→ **TASK STATEMENT**
Go through the data below. Pull out every line that has the word "blurred".

DATA FOR REVIEW Start Marker

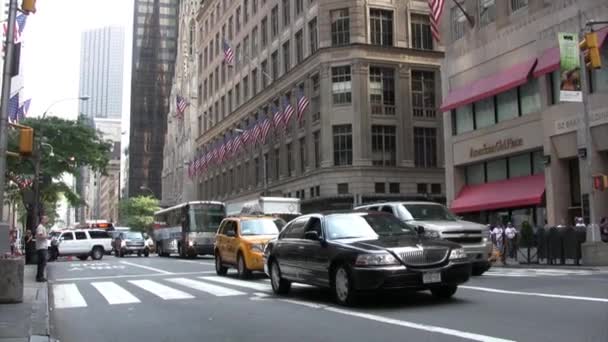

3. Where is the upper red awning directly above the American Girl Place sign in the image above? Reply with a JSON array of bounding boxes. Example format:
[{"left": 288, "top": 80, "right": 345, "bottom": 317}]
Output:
[{"left": 440, "top": 58, "right": 536, "bottom": 112}]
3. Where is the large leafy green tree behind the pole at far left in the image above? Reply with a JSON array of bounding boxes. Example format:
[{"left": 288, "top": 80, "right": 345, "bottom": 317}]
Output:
[{"left": 7, "top": 116, "right": 112, "bottom": 224}]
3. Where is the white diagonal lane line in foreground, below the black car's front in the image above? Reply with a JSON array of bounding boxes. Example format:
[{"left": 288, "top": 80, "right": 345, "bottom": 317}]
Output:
[{"left": 323, "top": 307, "right": 514, "bottom": 342}]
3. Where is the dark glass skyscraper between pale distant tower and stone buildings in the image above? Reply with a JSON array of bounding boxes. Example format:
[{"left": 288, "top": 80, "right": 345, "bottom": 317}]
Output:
[{"left": 127, "top": 0, "right": 179, "bottom": 198}]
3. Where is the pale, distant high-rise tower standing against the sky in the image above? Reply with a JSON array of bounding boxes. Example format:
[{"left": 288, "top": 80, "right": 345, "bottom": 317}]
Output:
[{"left": 79, "top": 27, "right": 125, "bottom": 118}]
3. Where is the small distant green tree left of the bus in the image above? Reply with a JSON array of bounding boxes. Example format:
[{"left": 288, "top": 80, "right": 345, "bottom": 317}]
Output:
[{"left": 120, "top": 196, "right": 159, "bottom": 232}]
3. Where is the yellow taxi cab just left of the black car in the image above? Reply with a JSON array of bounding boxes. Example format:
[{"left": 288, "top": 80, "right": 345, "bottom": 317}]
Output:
[{"left": 214, "top": 216, "right": 285, "bottom": 279}]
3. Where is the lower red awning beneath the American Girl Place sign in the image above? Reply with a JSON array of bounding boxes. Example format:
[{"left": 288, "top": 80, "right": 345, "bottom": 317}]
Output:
[{"left": 451, "top": 174, "right": 545, "bottom": 213}]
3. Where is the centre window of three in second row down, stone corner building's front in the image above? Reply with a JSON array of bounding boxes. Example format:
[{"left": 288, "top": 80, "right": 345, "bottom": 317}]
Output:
[{"left": 369, "top": 67, "right": 395, "bottom": 115}]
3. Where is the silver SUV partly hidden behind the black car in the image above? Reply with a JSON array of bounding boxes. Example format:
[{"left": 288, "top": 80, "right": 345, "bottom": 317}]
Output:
[{"left": 355, "top": 202, "right": 492, "bottom": 275}]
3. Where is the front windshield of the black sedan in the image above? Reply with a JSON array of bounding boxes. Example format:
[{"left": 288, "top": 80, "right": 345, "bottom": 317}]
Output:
[{"left": 327, "top": 214, "right": 415, "bottom": 240}]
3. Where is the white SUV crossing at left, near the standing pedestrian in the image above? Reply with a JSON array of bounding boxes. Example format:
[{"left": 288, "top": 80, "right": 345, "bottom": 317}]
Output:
[{"left": 50, "top": 229, "right": 112, "bottom": 260}]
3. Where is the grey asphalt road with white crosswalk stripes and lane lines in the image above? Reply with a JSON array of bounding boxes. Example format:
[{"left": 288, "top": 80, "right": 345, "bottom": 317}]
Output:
[{"left": 49, "top": 256, "right": 608, "bottom": 342}]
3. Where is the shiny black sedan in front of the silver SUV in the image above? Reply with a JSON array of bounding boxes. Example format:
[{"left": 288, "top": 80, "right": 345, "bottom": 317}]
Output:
[{"left": 264, "top": 212, "right": 471, "bottom": 304}]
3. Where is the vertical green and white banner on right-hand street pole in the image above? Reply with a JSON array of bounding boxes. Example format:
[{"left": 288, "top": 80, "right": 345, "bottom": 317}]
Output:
[{"left": 558, "top": 33, "right": 583, "bottom": 102}]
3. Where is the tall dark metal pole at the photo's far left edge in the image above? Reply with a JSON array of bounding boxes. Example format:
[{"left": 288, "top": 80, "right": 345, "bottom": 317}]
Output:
[{"left": 0, "top": 0, "right": 17, "bottom": 221}]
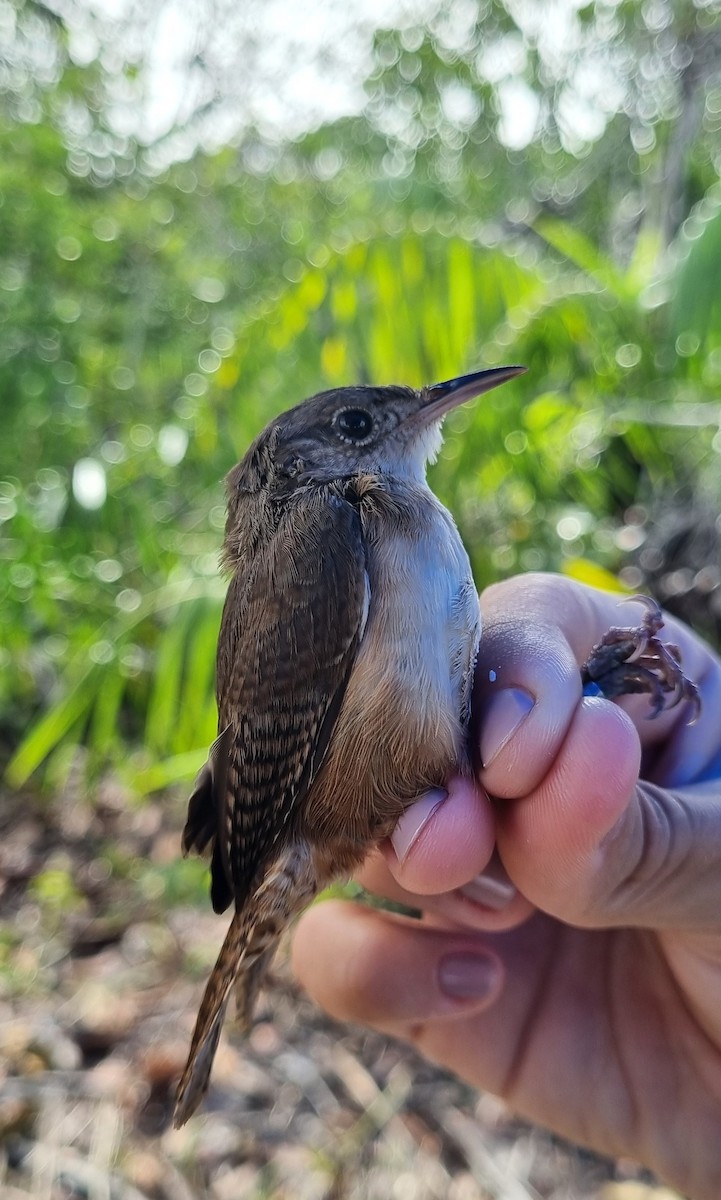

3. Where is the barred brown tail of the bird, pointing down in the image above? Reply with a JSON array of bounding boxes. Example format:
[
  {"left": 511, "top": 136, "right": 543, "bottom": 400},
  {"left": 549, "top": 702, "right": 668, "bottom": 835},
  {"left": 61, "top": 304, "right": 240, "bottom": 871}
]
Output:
[{"left": 173, "top": 845, "right": 318, "bottom": 1129}]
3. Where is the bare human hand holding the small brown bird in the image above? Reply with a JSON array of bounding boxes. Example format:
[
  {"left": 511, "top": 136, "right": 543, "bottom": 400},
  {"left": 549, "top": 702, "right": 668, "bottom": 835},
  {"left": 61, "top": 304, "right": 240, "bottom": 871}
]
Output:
[{"left": 293, "top": 575, "right": 721, "bottom": 1200}]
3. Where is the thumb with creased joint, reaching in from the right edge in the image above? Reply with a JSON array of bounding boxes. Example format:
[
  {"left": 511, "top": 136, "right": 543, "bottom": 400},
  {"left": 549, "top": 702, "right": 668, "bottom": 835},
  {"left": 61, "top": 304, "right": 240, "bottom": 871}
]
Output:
[{"left": 497, "top": 698, "right": 721, "bottom": 932}]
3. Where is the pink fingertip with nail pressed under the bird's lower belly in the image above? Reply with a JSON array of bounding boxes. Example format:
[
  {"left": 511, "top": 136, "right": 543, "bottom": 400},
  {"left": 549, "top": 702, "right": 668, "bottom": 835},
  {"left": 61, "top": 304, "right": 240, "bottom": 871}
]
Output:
[{"left": 383, "top": 776, "right": 495, "bottom": 895}]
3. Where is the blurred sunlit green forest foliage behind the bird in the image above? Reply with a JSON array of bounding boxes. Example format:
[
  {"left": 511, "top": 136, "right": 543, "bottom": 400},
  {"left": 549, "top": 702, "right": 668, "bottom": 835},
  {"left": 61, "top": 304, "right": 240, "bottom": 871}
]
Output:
[{"left": 0, "top": 0, "right": 721, "bottom": 1194}]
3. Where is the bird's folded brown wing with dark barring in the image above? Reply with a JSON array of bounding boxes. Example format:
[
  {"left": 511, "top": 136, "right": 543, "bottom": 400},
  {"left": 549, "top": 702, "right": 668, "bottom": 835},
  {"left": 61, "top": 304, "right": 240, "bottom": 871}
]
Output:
[{"left": 184, "top": 488, "right": 368, "bottom": 912}]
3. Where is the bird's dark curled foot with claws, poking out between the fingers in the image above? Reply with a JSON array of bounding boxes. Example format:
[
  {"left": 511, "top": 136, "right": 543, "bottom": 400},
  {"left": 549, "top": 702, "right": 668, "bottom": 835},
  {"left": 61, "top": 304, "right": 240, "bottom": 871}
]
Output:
[{"left": 581, "top": 595, "right": 701, "bottom": 725}]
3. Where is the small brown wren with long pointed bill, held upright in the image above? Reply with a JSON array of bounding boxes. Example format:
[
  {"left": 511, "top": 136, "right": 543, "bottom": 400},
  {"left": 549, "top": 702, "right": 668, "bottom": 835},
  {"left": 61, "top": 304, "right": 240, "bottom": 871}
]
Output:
[{"left": 174, "top": 366, "right": 525, "bottom": 1126}]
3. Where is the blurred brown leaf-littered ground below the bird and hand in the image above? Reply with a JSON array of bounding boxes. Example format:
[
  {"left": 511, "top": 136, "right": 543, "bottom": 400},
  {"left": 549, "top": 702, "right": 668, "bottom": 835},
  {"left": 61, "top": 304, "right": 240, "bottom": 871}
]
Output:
[{"left": 0, "top": 776, "right": 675, "bottom": 1200}]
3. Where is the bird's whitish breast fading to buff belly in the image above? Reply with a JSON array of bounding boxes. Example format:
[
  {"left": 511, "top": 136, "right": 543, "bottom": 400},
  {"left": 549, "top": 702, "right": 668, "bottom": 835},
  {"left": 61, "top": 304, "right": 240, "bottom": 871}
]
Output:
[{"left": 301, "top": 484, "right": 480, "bottom": 840}]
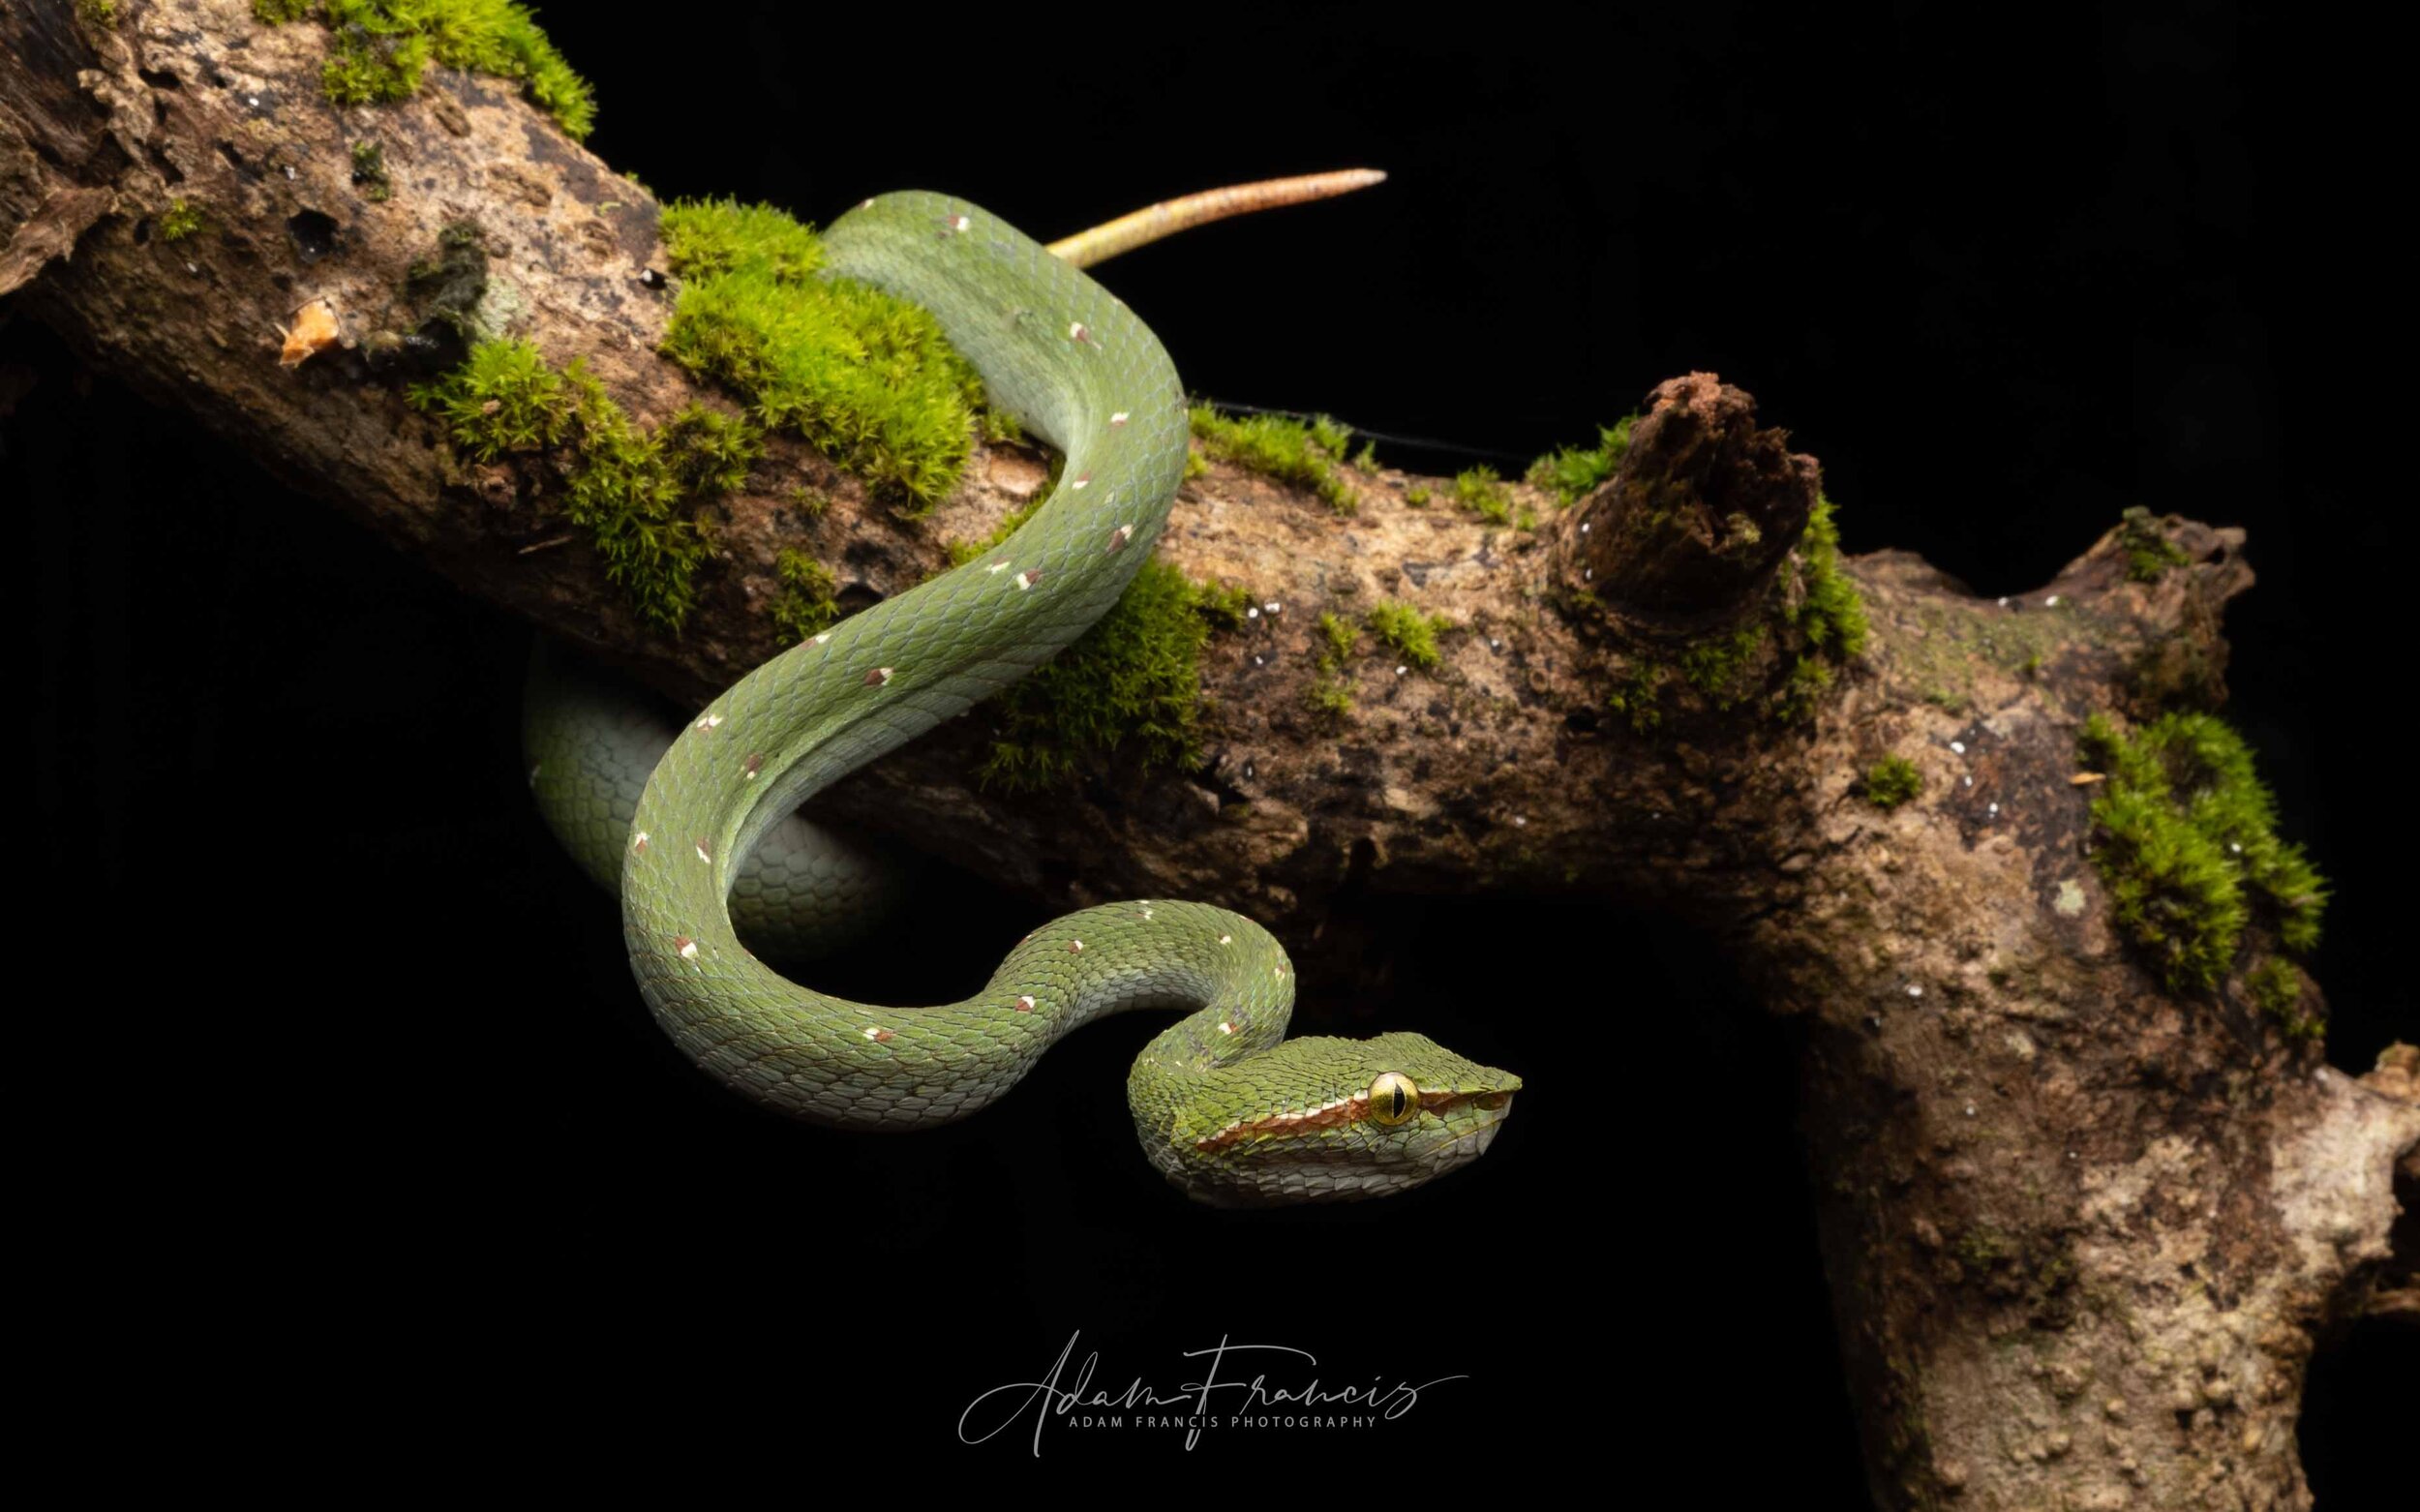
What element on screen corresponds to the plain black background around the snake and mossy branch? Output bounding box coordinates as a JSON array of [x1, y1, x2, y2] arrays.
[[0, 5, 2413, 1507]]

DATA FOR REVIEW End Marker

→ **WORKED SOLUTION**
3. Where is the blurred sunlit green forest foliage behind the bird in the image above? Reply with a JSON array of bounding boxes. Example format:
3. Where is the blurred brown leaf-littered ground below the bird and hand in the image above? Reply with a JSON array of bounding boxes. Example format:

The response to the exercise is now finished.